--- ARTICLE ---
« RDC, un dialogue régional est-il possible entre Kinshasa et les rebelles occupants du M-23 ? » Interview de Cyril Musila par Thierry Garcin sur France Culture
Par admin le Lundi, septembre 9 2013, 16:45 - Actualités / Conflict update - Lien permanent
Ce lundi 9 septembre, Cyril Musila - chercheur associé à l’IFRI, enseignant dans plusieurs universités congolaises et partenaire privilégié de Modus Operandi – a répondu aux questions de Thierry Garcin sur la situation conflictuelle à l’Est de la RDC. Pour (ré)écouter son intervention : http://www.franceculture.fr/emission-les-enjeux-internationaux-0
Comment caractériser historiquement la situation actuelle ? Comment en est-on arrivé là ?
Pour comprendre le M-23 il est nécessaire de se situer dans le contexte global de la région des Grands-Lacs et de tenir compte des enjeux de l’Est du Congo liés aux problématiques qui se sont posées notamment au Rwanda, en Ouganda et dans une moindre mesure au Burundi. Le M-23 est issu d’une rébellion officiellement dissoute en 2009 - le CNDP (1) de Laurent Nkunda - qui, conformément à un accord de paix signé à Goma la même année, a intégré l’armée nationale congolaise en faisant la promesse de rester au Nord-Kivu. En 2012, le M-23 s’est désolidarisé de l’armée nationale pour deux principales raisons : - L’un des leaders du groupe - Bocso Ntaganda, qui avait été intégré à l’armée nationale et donc avait le statut de général de l’armée, basé à Kinshasa - était sous-mandat d’arrêt international et a été livré par le président Kabila à la CPI. Bocso Ntaganda s’est alors échappé pour aller se réfugier dans le Nord-Kivu, là où se trouvaient les anciennes milices du CNDP devenues membres de l’armée nationale en 2009. - Le chef de l’Etat a décidé, presque au même moment, que les différents régiments de l’armée nationale devaient permuter, or les membres du CNDP on refusé de quitter de Nord-Kivu pour aller rejoindre d’autres provinces.
Ces deux événements débouchent sur la mutinerie du M-23.
Le contexte régional : quel est le rôle du Rwanda et de l’Ouganda dans la déstabilisation de la RDC ?
Côté Rwanda, il existe une dynamique de déstabilisation quasi-permanente depuis les années 90. Officiellement, le Rwanda avance comme prétexte pour intervenir à l’Est du Congo, que s’y cachent d’anciens militaires de l’armée du président Habyarimana qui était à la tête du pays au moment du génocide rwandais. Cette raison politique est aussi stratégique pour pouvoir contrôler les territoires du Nord et du Sud Kivu où se trouvent des populations de culture rwandaise (et que le Rwanda instrumentalise politiquement). La déstabilisation permanente de cette zone à l’Est de la RDC, est donc la conséquence plus ou moins directe du génocide avec l’afflux de réfugiés et d’anciennes milices qui se sont installées dans les camps de réfugiés aux frontières entre le Congo et le Rwanda. Côté Ouganda également, une partie des rébellions qui ont fui le pays se trouvent à l’Est de la RDC : les ADF-NALU (une vieille rébellion presque ignorée mais qui est toujours présente dans le Nord-Kivu) et à l’heure actuelle, l’armée de la libération du Seigneur. Par ailleurs, en termes de géopolitique globale, les pays voisins de la RDC convoitent les ressources foncières et minières du pays, en plus des questions de sécurité qu’ils évoquent.
--- ENREGISTREMENTS FOURNIS ---
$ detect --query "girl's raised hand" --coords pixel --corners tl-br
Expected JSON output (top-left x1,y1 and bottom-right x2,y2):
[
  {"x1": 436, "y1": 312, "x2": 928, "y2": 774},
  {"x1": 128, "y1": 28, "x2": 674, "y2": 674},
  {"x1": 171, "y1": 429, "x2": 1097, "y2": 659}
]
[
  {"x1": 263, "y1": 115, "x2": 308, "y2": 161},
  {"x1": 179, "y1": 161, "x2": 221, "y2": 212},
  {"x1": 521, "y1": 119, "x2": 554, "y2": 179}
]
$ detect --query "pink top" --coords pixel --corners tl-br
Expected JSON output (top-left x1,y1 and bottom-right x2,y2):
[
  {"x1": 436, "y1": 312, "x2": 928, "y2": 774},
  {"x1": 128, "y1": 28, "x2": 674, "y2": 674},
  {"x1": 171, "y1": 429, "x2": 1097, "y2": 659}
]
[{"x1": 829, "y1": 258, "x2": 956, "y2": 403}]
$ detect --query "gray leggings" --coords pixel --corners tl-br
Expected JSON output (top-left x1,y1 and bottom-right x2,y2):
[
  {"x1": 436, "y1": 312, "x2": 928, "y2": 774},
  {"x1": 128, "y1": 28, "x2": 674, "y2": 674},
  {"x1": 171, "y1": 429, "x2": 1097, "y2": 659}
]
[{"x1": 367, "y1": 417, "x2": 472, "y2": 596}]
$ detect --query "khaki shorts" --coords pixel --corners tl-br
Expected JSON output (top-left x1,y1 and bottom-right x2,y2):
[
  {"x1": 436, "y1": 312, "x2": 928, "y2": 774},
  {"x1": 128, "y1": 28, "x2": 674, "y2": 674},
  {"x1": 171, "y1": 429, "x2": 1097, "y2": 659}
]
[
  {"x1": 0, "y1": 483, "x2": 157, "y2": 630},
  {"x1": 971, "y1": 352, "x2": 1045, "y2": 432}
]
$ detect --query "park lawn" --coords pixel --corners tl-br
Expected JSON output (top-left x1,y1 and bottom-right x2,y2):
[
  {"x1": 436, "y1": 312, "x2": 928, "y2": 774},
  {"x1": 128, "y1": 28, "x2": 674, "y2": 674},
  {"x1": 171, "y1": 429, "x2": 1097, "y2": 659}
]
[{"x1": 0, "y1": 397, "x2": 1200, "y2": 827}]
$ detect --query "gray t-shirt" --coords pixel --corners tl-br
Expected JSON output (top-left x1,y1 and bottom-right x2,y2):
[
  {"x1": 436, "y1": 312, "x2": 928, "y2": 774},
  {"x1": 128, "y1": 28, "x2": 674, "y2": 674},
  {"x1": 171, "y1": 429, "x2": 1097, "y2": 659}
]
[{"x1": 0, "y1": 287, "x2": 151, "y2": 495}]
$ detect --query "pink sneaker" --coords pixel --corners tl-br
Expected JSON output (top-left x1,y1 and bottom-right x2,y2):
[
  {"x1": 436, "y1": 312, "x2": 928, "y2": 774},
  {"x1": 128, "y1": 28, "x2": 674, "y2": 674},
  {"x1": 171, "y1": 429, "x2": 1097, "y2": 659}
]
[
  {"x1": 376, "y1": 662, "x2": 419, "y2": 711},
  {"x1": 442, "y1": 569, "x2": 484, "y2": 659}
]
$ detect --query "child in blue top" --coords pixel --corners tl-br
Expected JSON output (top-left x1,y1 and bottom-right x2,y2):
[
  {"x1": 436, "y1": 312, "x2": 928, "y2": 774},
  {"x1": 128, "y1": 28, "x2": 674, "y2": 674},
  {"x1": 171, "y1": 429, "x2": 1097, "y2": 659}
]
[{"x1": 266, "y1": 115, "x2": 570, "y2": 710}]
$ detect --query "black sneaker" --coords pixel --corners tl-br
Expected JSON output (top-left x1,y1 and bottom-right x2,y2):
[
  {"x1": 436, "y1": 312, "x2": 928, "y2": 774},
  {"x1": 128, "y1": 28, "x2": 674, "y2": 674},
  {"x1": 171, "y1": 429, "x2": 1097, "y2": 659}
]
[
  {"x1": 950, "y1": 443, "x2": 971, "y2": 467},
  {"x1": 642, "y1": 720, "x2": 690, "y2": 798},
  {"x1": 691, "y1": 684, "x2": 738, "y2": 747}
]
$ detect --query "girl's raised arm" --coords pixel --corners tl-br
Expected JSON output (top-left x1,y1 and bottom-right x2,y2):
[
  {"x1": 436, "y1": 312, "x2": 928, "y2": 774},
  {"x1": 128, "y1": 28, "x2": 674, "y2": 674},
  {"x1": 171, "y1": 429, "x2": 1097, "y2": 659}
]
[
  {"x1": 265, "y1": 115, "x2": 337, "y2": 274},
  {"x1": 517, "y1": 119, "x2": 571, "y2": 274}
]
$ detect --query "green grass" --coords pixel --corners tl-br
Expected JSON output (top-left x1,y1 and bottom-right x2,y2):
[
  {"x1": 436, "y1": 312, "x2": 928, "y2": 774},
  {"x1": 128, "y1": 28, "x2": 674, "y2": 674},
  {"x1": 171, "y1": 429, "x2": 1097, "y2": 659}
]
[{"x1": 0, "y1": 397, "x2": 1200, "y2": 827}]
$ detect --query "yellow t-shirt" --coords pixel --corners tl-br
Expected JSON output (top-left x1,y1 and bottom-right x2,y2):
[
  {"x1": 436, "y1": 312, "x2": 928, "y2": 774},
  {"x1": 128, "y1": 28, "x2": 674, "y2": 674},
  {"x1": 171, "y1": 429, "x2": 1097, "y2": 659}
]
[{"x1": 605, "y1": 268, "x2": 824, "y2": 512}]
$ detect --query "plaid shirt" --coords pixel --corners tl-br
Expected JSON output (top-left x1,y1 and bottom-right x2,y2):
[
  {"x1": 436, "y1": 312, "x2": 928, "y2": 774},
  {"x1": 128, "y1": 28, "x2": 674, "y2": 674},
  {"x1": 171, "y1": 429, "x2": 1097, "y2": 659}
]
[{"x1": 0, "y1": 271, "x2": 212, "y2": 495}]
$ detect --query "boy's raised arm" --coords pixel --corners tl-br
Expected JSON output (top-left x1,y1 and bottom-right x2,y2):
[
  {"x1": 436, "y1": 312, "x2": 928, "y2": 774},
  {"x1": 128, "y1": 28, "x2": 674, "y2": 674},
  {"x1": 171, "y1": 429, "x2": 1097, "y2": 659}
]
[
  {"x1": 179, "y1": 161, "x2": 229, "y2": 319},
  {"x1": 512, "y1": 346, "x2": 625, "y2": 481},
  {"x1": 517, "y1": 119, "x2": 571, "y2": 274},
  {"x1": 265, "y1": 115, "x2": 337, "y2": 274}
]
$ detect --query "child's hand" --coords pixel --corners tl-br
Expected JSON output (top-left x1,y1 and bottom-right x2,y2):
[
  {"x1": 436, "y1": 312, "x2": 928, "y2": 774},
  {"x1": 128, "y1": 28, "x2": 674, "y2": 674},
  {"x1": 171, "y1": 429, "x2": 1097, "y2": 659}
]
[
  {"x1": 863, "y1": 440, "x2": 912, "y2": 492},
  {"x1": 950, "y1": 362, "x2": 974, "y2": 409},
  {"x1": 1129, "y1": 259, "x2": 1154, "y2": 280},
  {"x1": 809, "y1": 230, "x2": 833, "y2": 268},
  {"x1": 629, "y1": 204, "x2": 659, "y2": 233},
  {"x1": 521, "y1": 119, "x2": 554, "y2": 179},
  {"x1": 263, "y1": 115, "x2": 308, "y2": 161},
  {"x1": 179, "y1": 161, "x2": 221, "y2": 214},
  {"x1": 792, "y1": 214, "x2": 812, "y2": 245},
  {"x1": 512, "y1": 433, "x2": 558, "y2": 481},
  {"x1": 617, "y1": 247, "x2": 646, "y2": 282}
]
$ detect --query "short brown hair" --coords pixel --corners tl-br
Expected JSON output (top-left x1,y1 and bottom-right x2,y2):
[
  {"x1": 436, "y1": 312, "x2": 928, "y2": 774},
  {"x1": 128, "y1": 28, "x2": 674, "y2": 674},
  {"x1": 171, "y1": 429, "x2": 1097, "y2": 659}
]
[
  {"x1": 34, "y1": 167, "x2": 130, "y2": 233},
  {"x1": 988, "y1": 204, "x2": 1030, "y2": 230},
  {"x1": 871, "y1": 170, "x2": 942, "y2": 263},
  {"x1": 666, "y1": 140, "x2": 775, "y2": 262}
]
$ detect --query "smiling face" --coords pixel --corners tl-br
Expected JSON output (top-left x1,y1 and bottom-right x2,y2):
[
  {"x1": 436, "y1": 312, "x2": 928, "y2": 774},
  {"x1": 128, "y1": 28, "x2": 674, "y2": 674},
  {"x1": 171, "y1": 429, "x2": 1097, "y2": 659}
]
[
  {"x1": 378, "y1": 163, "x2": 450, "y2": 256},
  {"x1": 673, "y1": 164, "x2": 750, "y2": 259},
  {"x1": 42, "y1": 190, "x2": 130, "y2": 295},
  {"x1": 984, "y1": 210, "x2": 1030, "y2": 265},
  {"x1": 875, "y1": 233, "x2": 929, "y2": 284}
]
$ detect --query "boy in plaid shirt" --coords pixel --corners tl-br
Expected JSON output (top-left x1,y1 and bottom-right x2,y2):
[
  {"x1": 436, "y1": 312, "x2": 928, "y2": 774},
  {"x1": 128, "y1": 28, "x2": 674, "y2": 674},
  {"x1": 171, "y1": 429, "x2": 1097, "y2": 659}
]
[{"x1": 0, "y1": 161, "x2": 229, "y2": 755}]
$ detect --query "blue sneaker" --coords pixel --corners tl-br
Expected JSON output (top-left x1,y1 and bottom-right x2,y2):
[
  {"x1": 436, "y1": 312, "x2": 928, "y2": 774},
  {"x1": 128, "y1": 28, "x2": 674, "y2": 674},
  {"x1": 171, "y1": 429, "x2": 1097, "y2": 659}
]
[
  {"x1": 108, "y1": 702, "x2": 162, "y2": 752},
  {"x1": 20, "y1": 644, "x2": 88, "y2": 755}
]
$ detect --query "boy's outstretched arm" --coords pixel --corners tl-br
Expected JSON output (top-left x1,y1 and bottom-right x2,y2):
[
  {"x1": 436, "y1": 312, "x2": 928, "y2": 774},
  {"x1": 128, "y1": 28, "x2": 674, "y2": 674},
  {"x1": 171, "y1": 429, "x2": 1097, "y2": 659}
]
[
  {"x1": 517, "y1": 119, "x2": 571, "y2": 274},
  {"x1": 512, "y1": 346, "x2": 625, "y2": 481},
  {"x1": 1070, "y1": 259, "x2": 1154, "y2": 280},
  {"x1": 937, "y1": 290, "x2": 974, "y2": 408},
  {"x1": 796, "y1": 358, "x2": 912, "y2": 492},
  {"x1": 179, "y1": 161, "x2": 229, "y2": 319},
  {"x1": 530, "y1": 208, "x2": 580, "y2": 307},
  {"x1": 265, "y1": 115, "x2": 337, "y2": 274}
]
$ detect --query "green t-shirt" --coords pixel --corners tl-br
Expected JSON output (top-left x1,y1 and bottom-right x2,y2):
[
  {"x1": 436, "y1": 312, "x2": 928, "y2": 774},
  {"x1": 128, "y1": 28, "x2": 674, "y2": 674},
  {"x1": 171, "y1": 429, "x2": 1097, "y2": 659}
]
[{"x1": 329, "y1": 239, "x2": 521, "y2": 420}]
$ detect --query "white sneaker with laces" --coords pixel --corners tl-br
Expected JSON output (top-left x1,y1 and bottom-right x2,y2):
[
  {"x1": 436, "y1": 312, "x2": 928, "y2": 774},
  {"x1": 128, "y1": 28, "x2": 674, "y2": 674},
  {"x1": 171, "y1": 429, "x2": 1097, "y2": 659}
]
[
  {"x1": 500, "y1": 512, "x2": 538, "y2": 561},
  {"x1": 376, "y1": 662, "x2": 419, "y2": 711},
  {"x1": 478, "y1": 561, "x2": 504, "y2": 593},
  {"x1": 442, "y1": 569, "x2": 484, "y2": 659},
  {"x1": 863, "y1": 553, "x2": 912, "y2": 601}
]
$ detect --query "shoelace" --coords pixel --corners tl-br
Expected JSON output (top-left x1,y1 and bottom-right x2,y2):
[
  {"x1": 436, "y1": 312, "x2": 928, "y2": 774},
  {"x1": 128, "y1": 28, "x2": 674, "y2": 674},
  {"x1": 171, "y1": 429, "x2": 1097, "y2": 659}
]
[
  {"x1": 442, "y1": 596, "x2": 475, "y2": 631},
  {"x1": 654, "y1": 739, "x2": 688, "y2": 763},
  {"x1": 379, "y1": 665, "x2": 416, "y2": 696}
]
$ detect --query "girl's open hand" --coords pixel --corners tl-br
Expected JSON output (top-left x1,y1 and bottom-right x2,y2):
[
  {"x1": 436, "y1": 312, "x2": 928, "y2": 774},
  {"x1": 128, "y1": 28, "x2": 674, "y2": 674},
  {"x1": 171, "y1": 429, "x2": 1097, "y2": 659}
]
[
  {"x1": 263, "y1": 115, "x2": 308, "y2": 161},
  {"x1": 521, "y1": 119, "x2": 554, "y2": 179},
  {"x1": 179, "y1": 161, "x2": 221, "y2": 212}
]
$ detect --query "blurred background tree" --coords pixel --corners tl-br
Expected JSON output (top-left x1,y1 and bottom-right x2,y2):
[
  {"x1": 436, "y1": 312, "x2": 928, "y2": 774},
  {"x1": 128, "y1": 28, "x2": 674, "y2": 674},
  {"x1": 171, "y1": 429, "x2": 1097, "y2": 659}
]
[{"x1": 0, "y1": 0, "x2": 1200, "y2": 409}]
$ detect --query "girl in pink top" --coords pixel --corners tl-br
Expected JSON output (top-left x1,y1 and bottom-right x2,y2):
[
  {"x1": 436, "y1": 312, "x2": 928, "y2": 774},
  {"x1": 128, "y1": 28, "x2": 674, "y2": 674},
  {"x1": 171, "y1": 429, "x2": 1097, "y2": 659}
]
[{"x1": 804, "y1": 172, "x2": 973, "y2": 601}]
---
• À FAIRE: Pouvez-vous prolonger l'entretien sur le M-23 et l'Est de la RDC à partir de sa dernière phrase ? Les enregistrements n'ont aucune utilité ici.

• VOTRE RÉPONSE:
La logique des acteurs : que peut faire le pouvoir central de Kinshasa ? Le M-23 semble très affaibli… Et quel rôle joue l’ONU ?
Le M-23 a tenu la dragée haute à l’armée nationale depuis le début de la rébellion et ce jusqu’à tout récemment où il a commencé à subir des défaites importantes, essentiellement pour deux raisons : - L’armée congolaise a reçu des renforts de la MONUSCO et en particulier d’une Brigade d’intervention rapide internationale composée des pays d’Afrique australe (Tanzanie, Afrique du Sud et Malawi essentiellement). Cette brigade a beaucoup contribué à renforcer le camp gouvernemental. - Et ce renfort est intervenu au moment même où le Rwanda a subi une série de pressions : ° des accusations permanentes de la part des Nations Unies avec des preuves que le Rwanda nie toujours, comme quoi le Rwanda renforçait, apportait de l’aide en stratégie, en analyse, en image, en matériel mais aussi en hommes, au M-23. ° des pressions financières également, car à cette même période, beaucoup d’aides à la coopération avec le Rwanda ont été gelées (USA, Suède, Pays-Bas notamment). Les rapports de force changent donc depuis quelques semaines, le M-23 est affaibli et accepte plus facilement l’idée de désarmer, de dissoudre le groupe et donc de signer des accords de paix.
Quelle chance réserver à ces accords de paix ?
D’après Cyril Musila, étant donné que le M-23 a beaucoup plus joué le rôle de faire valoir ou d’acteur que le Rwanda a utilisé, il serait bien plus important que les accords de paix soient signés entre le Congo et le Rwanda d’abord.